• [TESTO DI PARTENZA]:
Nell’ultima tornata di elezioni regionali il centrodestra si aggiudica il Veneto, il campo largo Puglia e Campania. Ma FdI perde 800mila voti

Il risultato delle regionali segna una batosta per Giorgia Meloni. Due regioni alla sinistra, Campania e Puglia (peraltro già saldamente in mano a Schlein & co.), mentre nella terza, il Veneto, la Lega, spiazzando tutti, ha doppiato il risultato di Fratelli d’Italia: 36,2% contro 18,7%. In Veneto il partito di Salvini ha dunque mantenuto una leadership solida mentre FdI ha subito una battuta d’arresto pesante. I numeri assoluti parlano chiaro: Carroccio +336mila voti rispetto alle europee, partito della premier -462mila. In Campania i meloniani (11,8%) hanno perso 145mila voti rispetto alle europee e sono stati quasi raggiunti da Forza Italia che si è attestata al 10,9% (+mille voti). In Puglia FdI perde 120mila voti rispetto alle europee 2024, Lega +22mila, FI +15mila.



Il dato è preoccupante per la tenuta della stessa maggioranza. Lo conferma il terrorizzato grido d’allarme di Giovanni Donzelli, responsabile organizzativo nazionale di FdI, il quale ieri, nemmeno a metà scrutinio, ha detto che la legge elettorale va cambiata al più presto. Non è un concetto estraneo al dibattito politico, perché era stata la stessa presidente del Consiglio a dirlo. Nuovo è il modo. “Se si votasse oggi (per le politiche, ndr) non ci sarebbe la stessa stabilità che abbiamo ora”, ha spiegato Donzelli. “Noi crediamo che sarebbe utile averla. È una riflessione che facciamo anche sulla legge elettorale, non ci sono dogmi ma crediamo che serve stabilità”.



Si tratta di una clamorosa ammissione di debolezza: con l’attuale legge elettorale, infatti, il risultato di ieri significa che il centrodestra non avrebbe la vittoria alle politiche. La preoccupazione dentro Fratelli d’Italia è altissima, soprattutto all’indomani dello scontro con il Quirinale sul caso Garofani, l’auspicio confidenziale di uno “scossone” per danneggiare la Meloni.

• [ESERCIZIO PROPOSTO]:
Prosegui l'articolo sulle elezioni regionali e sul calo di voti di Fratelli d'Italia, riprendendo subito dopo la sua ultima frase.

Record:
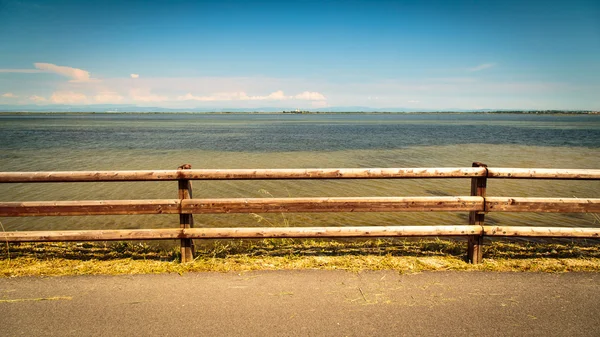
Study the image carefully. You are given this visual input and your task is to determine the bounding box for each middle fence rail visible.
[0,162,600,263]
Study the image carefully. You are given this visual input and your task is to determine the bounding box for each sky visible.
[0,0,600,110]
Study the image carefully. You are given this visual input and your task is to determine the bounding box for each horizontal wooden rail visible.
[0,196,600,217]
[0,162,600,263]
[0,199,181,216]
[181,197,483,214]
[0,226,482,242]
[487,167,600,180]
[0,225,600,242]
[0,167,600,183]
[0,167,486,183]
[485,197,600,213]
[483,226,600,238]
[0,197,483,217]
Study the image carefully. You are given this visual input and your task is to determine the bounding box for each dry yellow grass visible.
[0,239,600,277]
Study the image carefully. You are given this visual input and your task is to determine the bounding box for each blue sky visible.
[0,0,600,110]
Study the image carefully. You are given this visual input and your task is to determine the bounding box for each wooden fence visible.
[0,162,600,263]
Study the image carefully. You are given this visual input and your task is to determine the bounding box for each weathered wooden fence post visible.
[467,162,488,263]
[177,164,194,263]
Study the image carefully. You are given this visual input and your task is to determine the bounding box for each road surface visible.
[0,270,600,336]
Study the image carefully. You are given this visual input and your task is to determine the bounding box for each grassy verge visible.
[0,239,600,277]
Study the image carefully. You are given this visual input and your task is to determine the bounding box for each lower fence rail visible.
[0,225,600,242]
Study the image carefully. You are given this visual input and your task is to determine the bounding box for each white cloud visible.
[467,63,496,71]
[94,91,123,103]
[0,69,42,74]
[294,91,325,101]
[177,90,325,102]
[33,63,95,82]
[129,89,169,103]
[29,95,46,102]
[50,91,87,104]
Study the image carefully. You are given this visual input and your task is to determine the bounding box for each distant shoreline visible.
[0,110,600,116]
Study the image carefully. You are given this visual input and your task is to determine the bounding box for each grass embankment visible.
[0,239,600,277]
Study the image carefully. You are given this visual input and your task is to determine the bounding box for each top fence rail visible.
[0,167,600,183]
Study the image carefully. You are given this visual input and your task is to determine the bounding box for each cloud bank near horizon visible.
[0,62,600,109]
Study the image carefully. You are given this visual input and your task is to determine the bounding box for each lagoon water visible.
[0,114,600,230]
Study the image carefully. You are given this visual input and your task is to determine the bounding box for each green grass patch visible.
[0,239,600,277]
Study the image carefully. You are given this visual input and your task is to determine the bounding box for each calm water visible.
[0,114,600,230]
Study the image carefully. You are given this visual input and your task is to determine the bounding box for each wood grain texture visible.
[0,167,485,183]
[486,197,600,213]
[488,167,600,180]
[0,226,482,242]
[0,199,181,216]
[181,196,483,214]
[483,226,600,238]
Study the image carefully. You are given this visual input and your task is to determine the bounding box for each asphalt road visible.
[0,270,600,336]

• [RISULTATO ESERCIZIO]:
In queste regionali la premier ha ripetuto l’errore compiuto in Sardegna, dove aveva perso per avere candidato la persona sbagliata. Non tanto in Puglia, dove la scelta è caduta su Luigi Lobuono (35,1% di coalizione), che nulla poteva contro il fortissimo Antonio Decaro (63,9% di coalizione, Pd 25,9%, Lista Decaro presidente 12,7%). Lo psicodramma vero è andato in scena in Campania, dove a fronteggiare Roberto Fico è stato mandato addirittura un sottosegretario, Edmondo Cirielli, magistrato.



Luca Zaia (s), Alberto Stefani (c), Matteo Salvini in settembre a Montecchio Maggiore (Ansa FOTO/FRANCESCO DALLA POZZA-COLORFOTO)

A parte la difficoltà per una toga di mobilitare l’elettorato di centrodestra (figuriamoci gli incerti), la sconfitta di un componente dell’esecutivo autorizza la sinistra a dire che il voto locale è stato un referendum contro il governo, che dunque ne è uscito sconfitto. A questo si aggiunge un altro smacco campano: come numero di voti, FdI (230mila) vale in sostanza quanto Forza Italia (207mila), partito che in regione è in mano a due campioni delle preferenze come Martusciello e Caldoro. Come dire che il voto “fidelizzato” equivale all’effetto-Meloni.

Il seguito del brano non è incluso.